### Available data
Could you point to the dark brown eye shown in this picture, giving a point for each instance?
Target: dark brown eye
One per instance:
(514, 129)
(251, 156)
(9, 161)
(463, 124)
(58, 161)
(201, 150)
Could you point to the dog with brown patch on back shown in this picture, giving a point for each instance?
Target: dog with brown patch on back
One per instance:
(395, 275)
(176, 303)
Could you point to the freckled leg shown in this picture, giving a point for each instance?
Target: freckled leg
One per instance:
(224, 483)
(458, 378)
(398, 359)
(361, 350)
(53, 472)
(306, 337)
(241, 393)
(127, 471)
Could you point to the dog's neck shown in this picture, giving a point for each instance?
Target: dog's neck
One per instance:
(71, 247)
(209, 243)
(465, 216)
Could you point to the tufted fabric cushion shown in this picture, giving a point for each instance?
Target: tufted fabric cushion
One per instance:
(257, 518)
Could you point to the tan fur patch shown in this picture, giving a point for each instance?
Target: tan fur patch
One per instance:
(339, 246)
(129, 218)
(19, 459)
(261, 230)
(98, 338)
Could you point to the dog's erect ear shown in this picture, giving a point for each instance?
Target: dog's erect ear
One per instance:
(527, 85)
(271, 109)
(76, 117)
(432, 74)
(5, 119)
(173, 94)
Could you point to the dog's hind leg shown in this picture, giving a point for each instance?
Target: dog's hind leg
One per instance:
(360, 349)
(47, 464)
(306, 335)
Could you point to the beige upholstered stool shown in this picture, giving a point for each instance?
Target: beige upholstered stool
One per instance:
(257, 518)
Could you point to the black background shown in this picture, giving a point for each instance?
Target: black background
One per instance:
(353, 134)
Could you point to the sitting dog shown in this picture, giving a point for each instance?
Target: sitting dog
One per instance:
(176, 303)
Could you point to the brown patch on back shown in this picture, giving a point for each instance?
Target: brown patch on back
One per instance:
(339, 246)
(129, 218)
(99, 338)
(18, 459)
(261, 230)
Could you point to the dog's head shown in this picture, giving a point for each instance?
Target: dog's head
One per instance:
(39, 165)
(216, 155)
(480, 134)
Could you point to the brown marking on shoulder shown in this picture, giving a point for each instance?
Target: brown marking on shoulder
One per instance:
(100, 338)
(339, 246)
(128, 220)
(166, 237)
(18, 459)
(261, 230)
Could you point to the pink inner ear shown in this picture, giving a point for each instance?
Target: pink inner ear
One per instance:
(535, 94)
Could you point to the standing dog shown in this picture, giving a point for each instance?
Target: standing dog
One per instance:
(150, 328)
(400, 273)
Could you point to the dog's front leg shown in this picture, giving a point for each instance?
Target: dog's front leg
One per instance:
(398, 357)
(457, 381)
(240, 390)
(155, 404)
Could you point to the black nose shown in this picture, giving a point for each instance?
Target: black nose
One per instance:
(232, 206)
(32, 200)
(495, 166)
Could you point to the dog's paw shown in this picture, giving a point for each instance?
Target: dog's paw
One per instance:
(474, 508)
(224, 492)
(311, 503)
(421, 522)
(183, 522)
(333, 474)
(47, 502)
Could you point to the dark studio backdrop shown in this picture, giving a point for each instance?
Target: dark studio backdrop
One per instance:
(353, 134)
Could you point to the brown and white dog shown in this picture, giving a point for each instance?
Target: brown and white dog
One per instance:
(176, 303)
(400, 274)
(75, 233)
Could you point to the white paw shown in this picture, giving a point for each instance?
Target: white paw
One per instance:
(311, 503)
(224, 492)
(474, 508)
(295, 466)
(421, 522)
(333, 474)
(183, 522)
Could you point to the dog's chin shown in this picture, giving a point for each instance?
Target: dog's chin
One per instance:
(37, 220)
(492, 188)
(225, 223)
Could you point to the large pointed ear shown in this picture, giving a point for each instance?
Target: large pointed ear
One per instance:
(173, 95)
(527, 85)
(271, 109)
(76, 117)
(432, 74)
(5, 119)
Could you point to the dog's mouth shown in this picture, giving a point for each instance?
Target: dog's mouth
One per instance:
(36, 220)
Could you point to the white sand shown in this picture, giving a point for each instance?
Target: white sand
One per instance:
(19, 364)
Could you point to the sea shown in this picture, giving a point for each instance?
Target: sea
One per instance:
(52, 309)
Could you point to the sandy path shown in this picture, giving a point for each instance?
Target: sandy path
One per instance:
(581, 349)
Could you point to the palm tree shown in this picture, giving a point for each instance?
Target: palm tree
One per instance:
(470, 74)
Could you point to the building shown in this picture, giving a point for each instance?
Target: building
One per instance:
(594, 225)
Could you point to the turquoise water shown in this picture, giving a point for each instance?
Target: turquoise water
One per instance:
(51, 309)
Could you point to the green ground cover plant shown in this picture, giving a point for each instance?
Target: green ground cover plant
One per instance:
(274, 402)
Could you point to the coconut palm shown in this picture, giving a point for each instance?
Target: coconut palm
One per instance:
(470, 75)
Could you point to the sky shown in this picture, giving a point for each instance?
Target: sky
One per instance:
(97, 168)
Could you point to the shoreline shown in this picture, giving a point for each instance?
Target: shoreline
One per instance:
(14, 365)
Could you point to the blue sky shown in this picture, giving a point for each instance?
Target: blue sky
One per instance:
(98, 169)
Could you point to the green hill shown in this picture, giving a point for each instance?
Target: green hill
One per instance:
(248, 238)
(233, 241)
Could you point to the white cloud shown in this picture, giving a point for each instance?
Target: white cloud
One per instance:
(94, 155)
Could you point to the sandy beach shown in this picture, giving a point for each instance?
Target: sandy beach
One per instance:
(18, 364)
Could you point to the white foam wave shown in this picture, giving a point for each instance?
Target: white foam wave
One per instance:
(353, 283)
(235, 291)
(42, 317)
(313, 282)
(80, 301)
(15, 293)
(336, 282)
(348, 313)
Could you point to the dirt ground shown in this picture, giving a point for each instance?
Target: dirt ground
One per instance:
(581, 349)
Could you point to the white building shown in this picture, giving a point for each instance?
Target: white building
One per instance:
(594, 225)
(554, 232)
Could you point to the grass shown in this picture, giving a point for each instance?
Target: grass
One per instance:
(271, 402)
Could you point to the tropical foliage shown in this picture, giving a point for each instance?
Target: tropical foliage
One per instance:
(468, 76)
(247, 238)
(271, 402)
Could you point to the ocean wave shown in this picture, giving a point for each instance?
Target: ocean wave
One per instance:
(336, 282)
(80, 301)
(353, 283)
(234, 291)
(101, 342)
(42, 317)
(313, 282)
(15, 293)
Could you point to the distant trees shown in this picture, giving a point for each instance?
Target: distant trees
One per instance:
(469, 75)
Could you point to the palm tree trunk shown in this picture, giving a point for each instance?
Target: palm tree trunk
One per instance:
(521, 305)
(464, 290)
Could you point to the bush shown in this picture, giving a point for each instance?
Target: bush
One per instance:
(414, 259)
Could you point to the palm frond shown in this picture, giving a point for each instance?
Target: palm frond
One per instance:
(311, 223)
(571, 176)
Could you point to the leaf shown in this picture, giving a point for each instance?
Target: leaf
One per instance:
######
Exercise instructions: Lines in the data that include the word "hill" should all be copied.

Answer space:
Could you point to the green hill shown in this picture, giving a point for each instance?
Target: green hill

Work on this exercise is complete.